Giving zidovudine and lamivudine for four days after birth of their babies to mothers who have received single dose nevirapine during labour significantly reduces the risk that they will develop resistance to nevirapine, and may preserve their future treatment options, a South African study has found.
There has been growing concern that resistance to nevirapine caused by single dose treatment designed to prevent mother to child transmission may lead to long-lasting resistance to the entire class of non-nucleoside reverse transcriptase inhibitors (NNRTIs). In developing countries treatment regimens for adults depend on NNRTIs which are cheaper and easier to take than protease inhibitors.
Recent Thai data have caused particular concern; a study published this week in the New England Journal of Medicine showed that mothers exposed to nevirapine during labour who started treatment for their own health had a significantly poorer virological response to treatment.
James Macintyre presented results of the TOPS study – Treatments Options Preservation Study – as a late breaker on Thursday at the Fifteenth International AIDS Conference in Bangkok.
Investigators conducted a prospective study involving 300 mother-infant pairs. The study had three treatment arms. Individuals were randomised to receive either single dose nevirapine, or single dose nevirapine plus four days of Combivir (zidovudine/lamivudine combination tablet), or single dose nevirapine plus seven days of Combivir.
Nevirapine was provided to mothers during labour and to infants within 24-72 hours of birth. Twice-daily Combivir was started in the mothers during labour and in their babies as soon as possible after birth.
Maternal resistance to non-nucleoside analogues (NNRTIs), and, where appropriate nucleoside analogues (NRTIs), was assessed two and six weeks after labour using genotypic resistance testing. HIV transmission from mother-to-baby was determined by using HIV DNA or RNA testing two and six weeks after birth.
Investigators presented data for the first 61 mothers with six weeks of follow-up and HIV sequencing. On entry to the study the median CD4 cell count was 318 cells/mm3 and median viral load was 32,600 copies/ml. All the women were infected with HIV subtype C.
HIV sequencing at weeks two and six showed that nine of the 18 women (50%) randomised to receive single dose nevirapine alone had NNRTI resistance compared to only one of the 20 (5%) women randomised to receive single dose nevirapine plus four days Combivir, and three of the 23 women (13%) treated with single dose nevirapine and seven days of Combivir.

= = =

§ **Task requirements**
**1)** Reproduce the passage from the nevirapine resistance study report, starting with "Recent Thai data" and going on through "Conference in Bangkok.".
**2)** Write the next part of the report on the nevirapine resistance study, picking up after its last sentence.

(Stored data entries)
= = =

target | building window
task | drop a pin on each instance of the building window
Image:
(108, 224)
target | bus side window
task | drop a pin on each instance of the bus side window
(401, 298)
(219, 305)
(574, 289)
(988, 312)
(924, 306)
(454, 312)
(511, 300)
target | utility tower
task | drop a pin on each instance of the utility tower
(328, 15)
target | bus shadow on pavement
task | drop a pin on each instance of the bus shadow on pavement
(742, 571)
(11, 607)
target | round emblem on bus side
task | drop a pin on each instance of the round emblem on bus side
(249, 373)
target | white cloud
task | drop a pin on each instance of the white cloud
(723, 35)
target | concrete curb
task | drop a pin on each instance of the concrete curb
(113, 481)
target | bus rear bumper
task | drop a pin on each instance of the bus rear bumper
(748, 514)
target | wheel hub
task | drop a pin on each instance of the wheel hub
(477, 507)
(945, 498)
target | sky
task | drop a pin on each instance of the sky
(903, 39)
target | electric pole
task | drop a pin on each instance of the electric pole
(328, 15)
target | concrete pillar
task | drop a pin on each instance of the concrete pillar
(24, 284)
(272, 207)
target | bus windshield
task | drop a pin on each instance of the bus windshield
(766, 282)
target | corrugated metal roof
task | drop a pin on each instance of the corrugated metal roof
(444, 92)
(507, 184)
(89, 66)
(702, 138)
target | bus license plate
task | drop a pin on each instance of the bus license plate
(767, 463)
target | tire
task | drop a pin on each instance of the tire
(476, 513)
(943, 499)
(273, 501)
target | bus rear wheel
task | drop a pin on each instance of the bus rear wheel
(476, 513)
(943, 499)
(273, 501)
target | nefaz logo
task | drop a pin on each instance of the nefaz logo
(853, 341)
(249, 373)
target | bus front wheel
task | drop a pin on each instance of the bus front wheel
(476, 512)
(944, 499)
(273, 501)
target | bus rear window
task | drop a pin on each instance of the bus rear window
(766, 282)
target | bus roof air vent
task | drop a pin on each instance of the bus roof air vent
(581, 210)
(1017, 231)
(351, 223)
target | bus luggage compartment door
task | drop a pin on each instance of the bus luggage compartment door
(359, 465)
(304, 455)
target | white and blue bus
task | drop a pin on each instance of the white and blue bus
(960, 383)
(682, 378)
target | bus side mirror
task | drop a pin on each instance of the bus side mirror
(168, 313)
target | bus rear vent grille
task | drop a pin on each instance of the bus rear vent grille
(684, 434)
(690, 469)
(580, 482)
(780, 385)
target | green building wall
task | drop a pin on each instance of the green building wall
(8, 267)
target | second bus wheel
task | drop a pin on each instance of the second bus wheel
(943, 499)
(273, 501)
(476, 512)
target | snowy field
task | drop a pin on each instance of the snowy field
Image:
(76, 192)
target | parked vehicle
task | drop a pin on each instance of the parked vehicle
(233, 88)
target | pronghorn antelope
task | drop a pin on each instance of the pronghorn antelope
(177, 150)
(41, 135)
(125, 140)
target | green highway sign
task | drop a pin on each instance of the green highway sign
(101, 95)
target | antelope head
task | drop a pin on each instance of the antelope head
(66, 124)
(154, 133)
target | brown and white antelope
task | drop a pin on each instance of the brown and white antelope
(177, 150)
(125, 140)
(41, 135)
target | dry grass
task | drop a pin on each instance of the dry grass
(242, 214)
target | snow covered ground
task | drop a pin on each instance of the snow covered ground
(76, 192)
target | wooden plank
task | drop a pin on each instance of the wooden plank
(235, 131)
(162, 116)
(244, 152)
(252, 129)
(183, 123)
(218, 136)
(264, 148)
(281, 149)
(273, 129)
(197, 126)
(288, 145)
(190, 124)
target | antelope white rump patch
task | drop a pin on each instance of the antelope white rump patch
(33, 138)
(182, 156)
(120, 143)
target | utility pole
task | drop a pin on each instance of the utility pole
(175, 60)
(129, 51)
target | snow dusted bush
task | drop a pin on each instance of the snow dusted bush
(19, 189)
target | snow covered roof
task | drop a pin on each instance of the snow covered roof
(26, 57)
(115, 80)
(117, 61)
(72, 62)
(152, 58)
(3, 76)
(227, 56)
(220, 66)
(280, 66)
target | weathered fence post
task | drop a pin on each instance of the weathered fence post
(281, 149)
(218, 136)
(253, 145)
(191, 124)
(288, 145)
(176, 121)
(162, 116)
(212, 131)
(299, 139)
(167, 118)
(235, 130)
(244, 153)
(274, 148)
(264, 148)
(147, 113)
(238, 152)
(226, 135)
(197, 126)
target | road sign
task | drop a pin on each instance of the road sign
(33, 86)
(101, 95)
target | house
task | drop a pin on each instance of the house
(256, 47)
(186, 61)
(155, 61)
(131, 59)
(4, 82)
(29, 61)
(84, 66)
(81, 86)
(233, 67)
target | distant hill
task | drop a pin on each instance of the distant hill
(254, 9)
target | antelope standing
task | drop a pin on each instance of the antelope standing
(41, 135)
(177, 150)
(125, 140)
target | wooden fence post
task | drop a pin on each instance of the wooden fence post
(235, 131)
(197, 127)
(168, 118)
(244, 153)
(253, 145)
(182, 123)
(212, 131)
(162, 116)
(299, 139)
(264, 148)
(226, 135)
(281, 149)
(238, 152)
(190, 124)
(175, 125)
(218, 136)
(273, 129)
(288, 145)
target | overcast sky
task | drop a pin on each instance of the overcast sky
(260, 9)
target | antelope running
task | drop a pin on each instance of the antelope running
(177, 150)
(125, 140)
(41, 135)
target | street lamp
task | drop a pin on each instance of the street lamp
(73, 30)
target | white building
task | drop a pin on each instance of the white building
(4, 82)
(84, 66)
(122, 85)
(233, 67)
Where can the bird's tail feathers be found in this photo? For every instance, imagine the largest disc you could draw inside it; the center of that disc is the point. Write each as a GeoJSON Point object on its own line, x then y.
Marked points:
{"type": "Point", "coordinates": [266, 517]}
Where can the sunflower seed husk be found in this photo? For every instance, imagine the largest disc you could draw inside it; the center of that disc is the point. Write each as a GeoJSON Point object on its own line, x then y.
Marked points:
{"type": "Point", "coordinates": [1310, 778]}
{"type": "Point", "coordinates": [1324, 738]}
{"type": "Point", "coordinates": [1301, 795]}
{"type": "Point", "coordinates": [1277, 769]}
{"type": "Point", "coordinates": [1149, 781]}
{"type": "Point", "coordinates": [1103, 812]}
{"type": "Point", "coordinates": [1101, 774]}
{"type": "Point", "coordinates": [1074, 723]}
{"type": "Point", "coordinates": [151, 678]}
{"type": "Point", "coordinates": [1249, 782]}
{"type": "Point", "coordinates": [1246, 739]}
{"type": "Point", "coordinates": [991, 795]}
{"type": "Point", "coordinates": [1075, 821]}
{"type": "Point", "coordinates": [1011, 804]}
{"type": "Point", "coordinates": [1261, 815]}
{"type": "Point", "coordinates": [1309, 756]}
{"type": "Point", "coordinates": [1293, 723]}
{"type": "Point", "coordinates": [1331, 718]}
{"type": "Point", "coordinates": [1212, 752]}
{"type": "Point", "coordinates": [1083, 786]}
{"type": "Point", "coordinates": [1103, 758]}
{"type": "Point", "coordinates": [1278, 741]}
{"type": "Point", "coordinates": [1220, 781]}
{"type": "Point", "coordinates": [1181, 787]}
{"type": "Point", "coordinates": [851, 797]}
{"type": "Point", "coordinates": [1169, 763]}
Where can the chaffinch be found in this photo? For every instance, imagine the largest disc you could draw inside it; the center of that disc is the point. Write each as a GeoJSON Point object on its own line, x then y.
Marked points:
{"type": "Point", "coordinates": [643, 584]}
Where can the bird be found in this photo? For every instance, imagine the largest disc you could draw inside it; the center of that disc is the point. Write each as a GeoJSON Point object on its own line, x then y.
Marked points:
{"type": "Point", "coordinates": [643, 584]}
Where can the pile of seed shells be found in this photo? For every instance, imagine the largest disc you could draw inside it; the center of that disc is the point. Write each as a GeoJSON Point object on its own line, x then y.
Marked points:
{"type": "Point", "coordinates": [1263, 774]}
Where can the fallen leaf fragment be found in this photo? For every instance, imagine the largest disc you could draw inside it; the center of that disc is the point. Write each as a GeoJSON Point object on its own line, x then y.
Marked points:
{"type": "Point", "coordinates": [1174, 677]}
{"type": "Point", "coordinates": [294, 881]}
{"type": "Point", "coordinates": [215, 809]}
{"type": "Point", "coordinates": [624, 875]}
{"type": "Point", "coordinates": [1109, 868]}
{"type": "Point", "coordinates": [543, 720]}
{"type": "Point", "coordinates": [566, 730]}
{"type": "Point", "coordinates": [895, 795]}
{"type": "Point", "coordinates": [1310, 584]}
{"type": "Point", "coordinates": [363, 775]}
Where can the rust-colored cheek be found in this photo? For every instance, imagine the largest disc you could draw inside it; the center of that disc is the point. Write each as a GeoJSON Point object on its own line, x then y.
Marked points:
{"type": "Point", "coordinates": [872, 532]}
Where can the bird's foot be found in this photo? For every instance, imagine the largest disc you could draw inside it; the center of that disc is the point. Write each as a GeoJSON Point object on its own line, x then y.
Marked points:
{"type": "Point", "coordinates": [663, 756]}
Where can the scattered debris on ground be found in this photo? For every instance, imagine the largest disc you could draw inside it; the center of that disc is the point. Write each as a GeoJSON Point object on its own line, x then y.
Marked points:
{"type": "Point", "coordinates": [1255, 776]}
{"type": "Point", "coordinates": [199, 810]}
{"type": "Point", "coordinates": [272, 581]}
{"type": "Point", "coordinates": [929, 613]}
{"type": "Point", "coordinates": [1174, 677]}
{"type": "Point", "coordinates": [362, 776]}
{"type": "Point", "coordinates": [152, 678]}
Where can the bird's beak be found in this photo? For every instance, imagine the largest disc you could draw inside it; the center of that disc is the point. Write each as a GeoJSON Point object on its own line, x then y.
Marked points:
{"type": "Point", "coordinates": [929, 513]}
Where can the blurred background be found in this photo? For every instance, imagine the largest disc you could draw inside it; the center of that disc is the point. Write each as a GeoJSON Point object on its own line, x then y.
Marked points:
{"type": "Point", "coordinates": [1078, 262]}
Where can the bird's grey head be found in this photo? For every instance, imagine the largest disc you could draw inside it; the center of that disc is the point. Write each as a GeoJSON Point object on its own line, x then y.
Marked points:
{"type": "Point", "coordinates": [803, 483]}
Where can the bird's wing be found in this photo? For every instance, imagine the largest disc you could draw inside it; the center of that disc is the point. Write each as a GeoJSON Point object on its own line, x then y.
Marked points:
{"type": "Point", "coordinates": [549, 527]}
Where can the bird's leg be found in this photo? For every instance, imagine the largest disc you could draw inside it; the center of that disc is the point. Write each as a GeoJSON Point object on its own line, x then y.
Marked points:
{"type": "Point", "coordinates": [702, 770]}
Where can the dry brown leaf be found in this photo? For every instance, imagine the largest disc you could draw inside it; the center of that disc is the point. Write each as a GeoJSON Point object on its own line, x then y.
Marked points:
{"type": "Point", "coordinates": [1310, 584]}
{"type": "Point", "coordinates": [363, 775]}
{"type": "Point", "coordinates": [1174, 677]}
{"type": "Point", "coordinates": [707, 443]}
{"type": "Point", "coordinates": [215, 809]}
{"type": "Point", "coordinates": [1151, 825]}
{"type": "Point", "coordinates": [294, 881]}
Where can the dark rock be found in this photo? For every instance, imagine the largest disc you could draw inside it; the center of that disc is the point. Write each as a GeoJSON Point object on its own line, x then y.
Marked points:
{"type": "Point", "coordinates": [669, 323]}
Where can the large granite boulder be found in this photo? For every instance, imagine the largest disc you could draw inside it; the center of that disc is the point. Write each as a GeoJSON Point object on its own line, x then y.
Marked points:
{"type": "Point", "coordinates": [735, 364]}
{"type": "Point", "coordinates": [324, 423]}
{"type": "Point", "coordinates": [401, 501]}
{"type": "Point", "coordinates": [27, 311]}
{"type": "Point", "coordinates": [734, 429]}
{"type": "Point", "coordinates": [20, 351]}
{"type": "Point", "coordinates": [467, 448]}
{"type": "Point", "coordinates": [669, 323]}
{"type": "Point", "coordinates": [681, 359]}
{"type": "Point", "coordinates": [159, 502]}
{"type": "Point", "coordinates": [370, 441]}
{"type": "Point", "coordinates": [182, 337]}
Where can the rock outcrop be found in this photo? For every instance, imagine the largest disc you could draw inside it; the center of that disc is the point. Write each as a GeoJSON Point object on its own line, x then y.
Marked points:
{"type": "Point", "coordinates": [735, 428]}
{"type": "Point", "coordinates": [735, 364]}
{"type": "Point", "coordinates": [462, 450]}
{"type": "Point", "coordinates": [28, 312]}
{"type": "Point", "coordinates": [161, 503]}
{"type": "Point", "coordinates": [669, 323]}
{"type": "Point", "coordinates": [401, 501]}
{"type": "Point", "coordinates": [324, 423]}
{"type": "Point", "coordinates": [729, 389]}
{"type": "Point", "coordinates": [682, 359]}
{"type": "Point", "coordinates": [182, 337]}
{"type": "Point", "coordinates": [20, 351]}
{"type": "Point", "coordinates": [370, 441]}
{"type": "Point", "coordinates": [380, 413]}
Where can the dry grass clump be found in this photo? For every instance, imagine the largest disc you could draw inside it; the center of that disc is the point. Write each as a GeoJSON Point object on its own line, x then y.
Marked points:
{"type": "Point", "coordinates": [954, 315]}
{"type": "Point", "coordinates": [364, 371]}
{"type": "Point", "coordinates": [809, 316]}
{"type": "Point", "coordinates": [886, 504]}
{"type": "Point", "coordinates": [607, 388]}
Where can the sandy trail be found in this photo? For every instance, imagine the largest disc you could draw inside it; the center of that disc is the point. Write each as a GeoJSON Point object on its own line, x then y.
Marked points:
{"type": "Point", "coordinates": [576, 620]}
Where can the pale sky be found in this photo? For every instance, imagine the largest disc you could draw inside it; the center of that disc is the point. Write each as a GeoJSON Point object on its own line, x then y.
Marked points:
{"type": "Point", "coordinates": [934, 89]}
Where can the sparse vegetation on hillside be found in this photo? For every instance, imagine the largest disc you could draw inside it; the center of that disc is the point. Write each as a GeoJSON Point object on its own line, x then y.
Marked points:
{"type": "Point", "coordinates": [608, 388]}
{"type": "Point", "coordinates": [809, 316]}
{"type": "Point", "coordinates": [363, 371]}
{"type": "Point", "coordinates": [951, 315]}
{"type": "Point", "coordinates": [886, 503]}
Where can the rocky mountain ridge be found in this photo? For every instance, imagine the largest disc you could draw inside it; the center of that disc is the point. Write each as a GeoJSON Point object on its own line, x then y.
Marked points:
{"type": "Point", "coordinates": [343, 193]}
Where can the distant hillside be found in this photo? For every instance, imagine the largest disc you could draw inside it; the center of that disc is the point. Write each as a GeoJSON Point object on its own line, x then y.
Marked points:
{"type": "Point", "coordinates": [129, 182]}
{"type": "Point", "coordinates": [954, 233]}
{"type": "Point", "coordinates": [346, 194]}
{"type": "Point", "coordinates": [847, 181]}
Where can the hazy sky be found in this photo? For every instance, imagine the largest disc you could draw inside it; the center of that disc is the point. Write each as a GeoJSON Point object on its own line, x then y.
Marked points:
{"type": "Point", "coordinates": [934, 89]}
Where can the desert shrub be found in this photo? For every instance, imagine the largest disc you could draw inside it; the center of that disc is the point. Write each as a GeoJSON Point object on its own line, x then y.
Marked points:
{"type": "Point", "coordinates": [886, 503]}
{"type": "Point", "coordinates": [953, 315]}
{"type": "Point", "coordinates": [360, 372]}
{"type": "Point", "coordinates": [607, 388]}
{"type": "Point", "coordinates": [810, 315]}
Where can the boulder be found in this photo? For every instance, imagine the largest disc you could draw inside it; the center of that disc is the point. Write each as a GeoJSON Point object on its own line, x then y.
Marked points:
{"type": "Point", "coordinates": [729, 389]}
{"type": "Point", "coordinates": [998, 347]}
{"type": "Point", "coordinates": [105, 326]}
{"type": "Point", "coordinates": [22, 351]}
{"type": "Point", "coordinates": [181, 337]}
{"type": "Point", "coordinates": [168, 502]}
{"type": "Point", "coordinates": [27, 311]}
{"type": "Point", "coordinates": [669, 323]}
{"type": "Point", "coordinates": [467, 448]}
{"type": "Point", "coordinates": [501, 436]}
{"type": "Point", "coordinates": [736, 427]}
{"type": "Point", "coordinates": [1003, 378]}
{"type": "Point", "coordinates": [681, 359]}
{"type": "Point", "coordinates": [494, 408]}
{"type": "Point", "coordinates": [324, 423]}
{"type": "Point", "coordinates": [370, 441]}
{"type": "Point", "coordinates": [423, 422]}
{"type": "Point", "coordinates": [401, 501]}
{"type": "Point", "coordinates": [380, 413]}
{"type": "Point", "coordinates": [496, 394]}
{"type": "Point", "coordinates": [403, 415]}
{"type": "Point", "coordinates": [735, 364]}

= = =

§ **Written responses**
**1)**
Recent Thai data have caused particular concern; a study published this week in the New England Journal of Medicine showed that mothers exposed to nevirapine during labour who started treatment for their own health had a significantly poorer virological response to treatment.
James Macintyre presented results of the TOPS study – Treatments Options Preservation Study – as a late breaker on Thursday at the Fifteenth International AIDS Conference in Bangkok.

**2)**
The four day Combivir regimen reduced the risk of resistance fivefold in comparison to nevirapine alone. However Prof. Hoosen Coovadia warned, in a question from the audience, “we must be careful about expressing early data in percentage figures when looking at 20 patients, especially given the risk that it will be misused by newspapers [to draw inappropriate conclusions]”.
The most common NNRTI resistance-conferring mutations were K103N (eight instances), Y181C (seven cases), A190G (five women), Y188C (four individuals), V106A (detected in three women), and V106M (also observed in three women). No mutations conferring resistance to NRTIs were detected.
There were a total of 68 live births, and four of these infants were infected with HIV in the womb. In addition one baby was infected with HIV during or after birth.
No treatment-related severe adverse reactions were seen in either the mothers or their infants.
Dr Macintyre cautioned against over-interpretation of these results – they should not signal the end of programmes using nevirapine alone, he said.
“We must be very careful and responsible in what we say about nevirapine until we have more information from studies, since we have very limited options available.”
He was referring in particular to the South African Medicines Control Council decision to change the labeling of nevirapine in South Africa to warn that nevirapine is no longer recommended for sole use in prevention of mother to child transmission due to the risk of resistance, a decision which caused huge controversy at the International AIDS Conference.
Tim Farley of the World Health Organisation told the conference that it would issue technical guidance on the implications of new data from the conference as soon as possible, but that it was wrong to consider the situation an emergency, as some delegates had urged.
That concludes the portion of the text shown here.